== SUPPLIED PASSAGE ==
# # #
Database systems are islands of structure in a sea of unstructured
data sources. Several real-world applications now need to create
bridges for smooth integration of semi-structured sources with
existing structured databases for seamless querying and mining. This
integration requires extracting structured column values from the
unstructured source and mapping them to known database entities.
Existing methods of data integration do not effectively exploit the
wealth of information available in multi-relational entities.
We present statistical models for co-reference resolution and
information extraction in a database setting. We then go over the
performance challenges of training and applying these models
efficiently over very large databases. This requires us to break open
a black box statistical model and extract predicates over indexable
attributes of the database. We show how to extract such predicates for
several classification models, including naive Bayes classifiers and
support vector machines. We extend these indexing methods for
supporting similarity predicates needed during data integration.
# # #
== CHALLENGE 1 ==
Could you rewrite the records from the line that contains "Question: Mark the bouquet handle" through the end of the records, substituting "couch cushion" for "sofa cushion" and leaving everything else unchanged?

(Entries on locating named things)
# # #
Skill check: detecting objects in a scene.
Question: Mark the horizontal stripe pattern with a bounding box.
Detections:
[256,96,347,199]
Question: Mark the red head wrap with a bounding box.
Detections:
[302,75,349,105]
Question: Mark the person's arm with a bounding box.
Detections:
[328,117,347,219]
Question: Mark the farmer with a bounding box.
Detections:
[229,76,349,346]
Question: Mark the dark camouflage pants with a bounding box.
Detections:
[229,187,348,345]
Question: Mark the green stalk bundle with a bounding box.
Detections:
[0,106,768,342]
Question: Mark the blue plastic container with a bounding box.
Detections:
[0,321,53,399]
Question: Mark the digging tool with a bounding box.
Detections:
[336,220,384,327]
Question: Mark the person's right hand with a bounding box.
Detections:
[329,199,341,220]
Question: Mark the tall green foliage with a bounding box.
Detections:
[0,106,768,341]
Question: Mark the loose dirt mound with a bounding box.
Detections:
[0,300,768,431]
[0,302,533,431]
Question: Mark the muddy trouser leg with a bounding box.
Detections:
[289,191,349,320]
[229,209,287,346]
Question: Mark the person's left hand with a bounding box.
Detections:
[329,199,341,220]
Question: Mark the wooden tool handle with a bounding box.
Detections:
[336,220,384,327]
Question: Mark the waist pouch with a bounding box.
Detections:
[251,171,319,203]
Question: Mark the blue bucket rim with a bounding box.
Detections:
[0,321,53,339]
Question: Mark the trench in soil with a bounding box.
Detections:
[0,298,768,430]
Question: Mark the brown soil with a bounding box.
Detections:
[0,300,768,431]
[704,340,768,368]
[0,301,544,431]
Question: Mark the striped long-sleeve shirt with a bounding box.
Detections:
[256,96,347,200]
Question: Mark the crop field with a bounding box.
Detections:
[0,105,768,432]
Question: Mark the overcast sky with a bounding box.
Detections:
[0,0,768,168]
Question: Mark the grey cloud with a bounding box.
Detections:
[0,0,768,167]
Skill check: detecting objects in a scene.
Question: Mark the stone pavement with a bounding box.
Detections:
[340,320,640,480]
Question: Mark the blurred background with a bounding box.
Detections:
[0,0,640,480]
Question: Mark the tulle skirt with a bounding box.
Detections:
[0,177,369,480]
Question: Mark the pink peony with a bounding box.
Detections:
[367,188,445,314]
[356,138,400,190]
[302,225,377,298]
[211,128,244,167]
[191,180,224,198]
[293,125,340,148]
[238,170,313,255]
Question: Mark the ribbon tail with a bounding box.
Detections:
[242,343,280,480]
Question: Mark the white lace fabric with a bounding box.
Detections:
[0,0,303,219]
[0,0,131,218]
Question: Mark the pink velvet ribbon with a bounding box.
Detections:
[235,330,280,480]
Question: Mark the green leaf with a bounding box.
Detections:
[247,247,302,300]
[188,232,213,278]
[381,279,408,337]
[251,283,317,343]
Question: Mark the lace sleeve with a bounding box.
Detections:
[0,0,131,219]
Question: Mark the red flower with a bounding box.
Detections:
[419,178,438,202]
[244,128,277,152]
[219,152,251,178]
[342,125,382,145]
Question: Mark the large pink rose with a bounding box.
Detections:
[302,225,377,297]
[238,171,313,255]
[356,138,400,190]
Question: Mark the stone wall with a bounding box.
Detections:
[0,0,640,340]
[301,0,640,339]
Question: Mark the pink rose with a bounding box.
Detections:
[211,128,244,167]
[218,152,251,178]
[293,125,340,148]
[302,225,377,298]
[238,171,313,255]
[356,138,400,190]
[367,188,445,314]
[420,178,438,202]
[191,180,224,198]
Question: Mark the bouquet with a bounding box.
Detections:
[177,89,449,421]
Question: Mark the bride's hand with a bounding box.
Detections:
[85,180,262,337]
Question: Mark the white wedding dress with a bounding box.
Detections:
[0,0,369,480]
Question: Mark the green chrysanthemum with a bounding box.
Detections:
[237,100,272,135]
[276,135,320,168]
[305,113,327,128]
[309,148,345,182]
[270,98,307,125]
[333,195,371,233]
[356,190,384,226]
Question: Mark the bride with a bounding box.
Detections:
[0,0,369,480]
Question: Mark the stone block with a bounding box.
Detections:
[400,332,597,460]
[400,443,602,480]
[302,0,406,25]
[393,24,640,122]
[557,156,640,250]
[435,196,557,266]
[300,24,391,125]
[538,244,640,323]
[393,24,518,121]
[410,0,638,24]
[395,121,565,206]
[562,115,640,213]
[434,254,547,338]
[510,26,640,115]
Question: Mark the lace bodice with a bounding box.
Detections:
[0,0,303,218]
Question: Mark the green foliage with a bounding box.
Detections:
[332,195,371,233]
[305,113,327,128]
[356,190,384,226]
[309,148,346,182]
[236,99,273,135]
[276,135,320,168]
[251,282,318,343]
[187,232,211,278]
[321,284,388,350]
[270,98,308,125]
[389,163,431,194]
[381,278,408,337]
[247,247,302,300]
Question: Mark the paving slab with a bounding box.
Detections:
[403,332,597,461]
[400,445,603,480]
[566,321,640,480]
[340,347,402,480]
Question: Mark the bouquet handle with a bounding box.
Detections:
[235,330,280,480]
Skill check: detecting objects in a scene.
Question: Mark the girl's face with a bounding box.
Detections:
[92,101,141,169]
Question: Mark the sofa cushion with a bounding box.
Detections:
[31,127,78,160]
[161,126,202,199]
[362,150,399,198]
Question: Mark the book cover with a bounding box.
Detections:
# # #
== CHALLENGE 2 ==
Can you continue the passage on integrating unstructured sources with structured databases from where it stops?

== REPLY 1 ==
Question: Mark the bouquet handle with a bounding box.
Detections:
[235,330,280,480]
Skill check: detecting objects in a scene.
Question: Mark the girl's face with a bounding box.
Detections:
[92,101,141,169]
Question: Mark the couch cushion with a bounding box.
Detections:
[31,127,78,160]
[161,126,202,199]
[362,150,399,198]
Question: Mark the book cover with a bounding box.
Detections:

== REPLY 2 ==
Homepage: http://www.it.iitb.ac.in/~sunita/
Biography:
Sunita Sarawagi researches in the fields of databases, data mining,
and machine learning. She is associate professor at IIT Bombay. Prior
to that she was a research staff member at IBM Almaden Research Center.
She got her PhD in databases from the University of California at
Berkeley and a bachelors degree from IIT Kharagpur. She was visiting
associate professor at CMU Jan-May 2004. She has several publications
in international conferences on databases and data mining and several
patents. She has served as program committee member for ACM SIGMOD,
VLDB, ACM SIGKDD, IEEE ICDE and ICML conferences and is editor-in-chief
of the ACM SIGKDD newsletter.